→ EXERCISE DESCRIPTION: The records that follow are to be repeated exactly, with the pictures removed.

★ ★ ★ ★ ★ ★ ★

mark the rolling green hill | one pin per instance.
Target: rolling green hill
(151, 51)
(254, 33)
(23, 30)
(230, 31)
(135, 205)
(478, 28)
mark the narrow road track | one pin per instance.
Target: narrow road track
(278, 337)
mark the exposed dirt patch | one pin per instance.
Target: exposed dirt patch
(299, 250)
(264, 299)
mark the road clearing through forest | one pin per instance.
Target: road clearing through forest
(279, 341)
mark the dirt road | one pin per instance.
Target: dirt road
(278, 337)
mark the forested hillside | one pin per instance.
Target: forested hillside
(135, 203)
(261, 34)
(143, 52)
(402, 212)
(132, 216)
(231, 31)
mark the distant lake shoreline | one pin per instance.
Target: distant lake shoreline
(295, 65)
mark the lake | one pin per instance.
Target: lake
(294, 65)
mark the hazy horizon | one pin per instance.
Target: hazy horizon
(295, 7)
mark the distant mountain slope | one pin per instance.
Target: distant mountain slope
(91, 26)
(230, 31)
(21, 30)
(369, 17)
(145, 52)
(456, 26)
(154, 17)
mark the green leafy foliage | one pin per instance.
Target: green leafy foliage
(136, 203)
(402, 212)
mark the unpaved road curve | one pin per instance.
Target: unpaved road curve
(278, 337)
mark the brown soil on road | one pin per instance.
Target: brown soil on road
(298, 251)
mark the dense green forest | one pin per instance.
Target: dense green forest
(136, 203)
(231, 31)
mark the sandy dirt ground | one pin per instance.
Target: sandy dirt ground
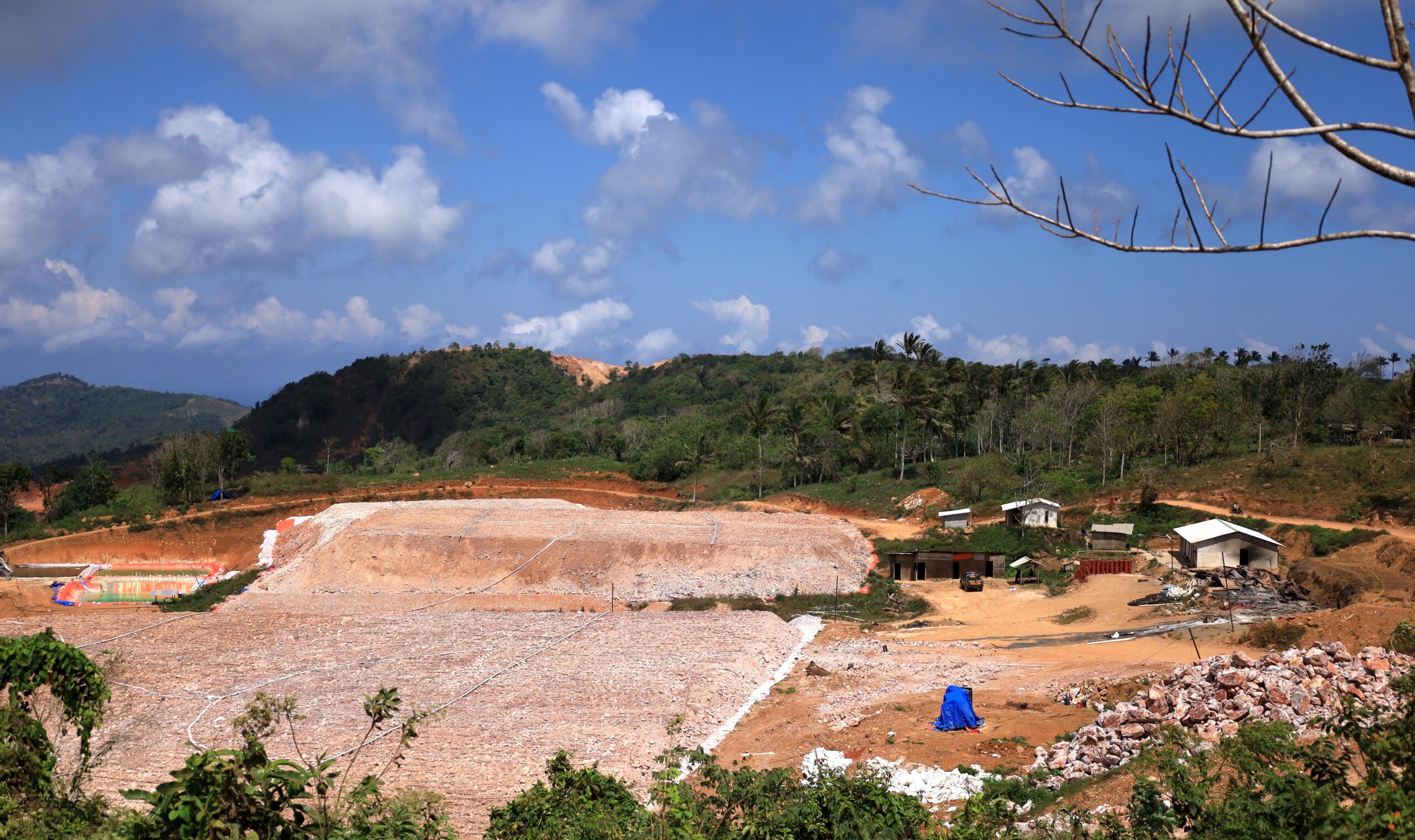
(605, 686)
(606, 691)
(1002, 643)
(551, 547)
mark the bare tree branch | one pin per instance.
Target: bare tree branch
(1066, 231)
(1311, 41)
(1256, 19)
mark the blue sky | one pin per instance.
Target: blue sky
(226, 196)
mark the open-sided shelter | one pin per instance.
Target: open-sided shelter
(960, 518)
(1034, 512)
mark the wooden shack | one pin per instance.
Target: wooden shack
(944, 565)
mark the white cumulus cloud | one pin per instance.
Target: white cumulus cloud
(668, 166)
(382, 46)
(657, 344)
(551, 333)
(814, 335)
(580, 269)
(259, 203)
(871, 166)
(752, 323)
(834, 265)
(421, 323)
(77, 313)
(619, 117)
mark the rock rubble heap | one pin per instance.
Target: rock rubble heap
(1213, 696)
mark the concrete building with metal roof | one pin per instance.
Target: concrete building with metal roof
(1219, 543)
(1036, 512)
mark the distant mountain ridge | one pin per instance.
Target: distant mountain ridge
(60, 416)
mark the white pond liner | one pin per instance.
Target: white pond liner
(809, 627)
(268, 539)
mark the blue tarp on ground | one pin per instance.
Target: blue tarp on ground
(957, 712)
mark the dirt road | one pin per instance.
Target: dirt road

★ ★ ★ ★ ★ ★ ★

→ WRITTEN RESPONSE:
mark the rolling green hill | one pin per instance.
Target: rolling green hill
(151, 51)
(254, 33)
(23, 30)
(230, 31)
(135, 205)
(478, 28)
mark the narrow road track | one pin per instance.
Target: narrow road track
(278, 337)
mark the exposed dirt patch | one pin per instance.
Target: exposed dirt patch
(299, 250)
(264, 299)
mark the road clearing through forest | one pin per instance.
Target: road clearing through forest
(279, 341)
mark the dirt road | one pin per instance.
Target: dirt road
(278, 337)
mark the forested hillside | one pin per instance.
Target: forested hillside
(135, 203)
(261, 34)
(143, 52)
(402, 212)
(132, 216)
(231, 31)
mark the distant lake shoreline | one pin per instance.
Target: distant lake shoreline
(295, 65)
mark the lake | one pin per instance.
Target: lake
(294, 65)
mark the hazy horizon | one pin per instance.
Target: hazy horizon
(295, 7)
mark the distant mountain slope | one pin per instance.
Target: distant mountain slope
(91, 26)
(230, 31)
(21, 30)
(369, 17)
(145, 52)
(456, 26)
(154, 17)
mark the green leafy foliage | one pin per instance.
Target: green leafy foliage
(136, 203)
(402, 212)
mark the unpaved road curve | one pin per instance.
Target: unpaved road curve
(278, 337)
mark the brown soil on road | one pin per instance.
Target: brown soil on road
(298, 251)
mark the dense green forest | one pin per instance.
Target: dense green forest
(136, 203)
(231, 31)
mark the sandy dirt ground | one pin per instance.
Target: sandy dirt ground
(605, 686)
(606, 691)
(1002, 643)
(551, 547)
mark the bare tree branch | one pin per instance.
Target: bare tree branch
(1066, 231)
(1311, 41)
(1256, 19)
mark the blue sky | one pin per instance.
Target: blue sky
(226, 196)
mark the open-sided shelter | one pin per instance.
Target: open-sided shelter
(960, 518)
(1034, 512)
mark the wooden shack | one pin per instance.
Target: wooden shack
(944, 565)
mark the white cumulus cloud | one pin per instance.
Target: white cumulus cloud
(668, 166)
(382, 46)
(657, 344)
(551, 333)
(814, 335)
(580, 269)
(259, 203)
(871, 166)
(752, 323)
(834, 265)
(421, 323)
(77, 313)
(619, 117)
mark the rock rubble heap | one pin per instance.
Target: rock rubble heap
(1213, 696)
mark the concrete building with metal roof | one pin per instance.
Target: concrete building with metal roof
(1219, 543)
(1036, 512)
mark the distant mountain ridge | one pin per instance.
Target: distant mountain ridge
(60, 416)
mark the white pond liner | one pin per instance.
Target: white pond liner
(809, 627)
(268, 539)
mark the blue tarp on ground | one pin per instance.
Target: blue tarp on ground
(957, 712)
mark the dirt road | one pin per instance.
Target: dirt road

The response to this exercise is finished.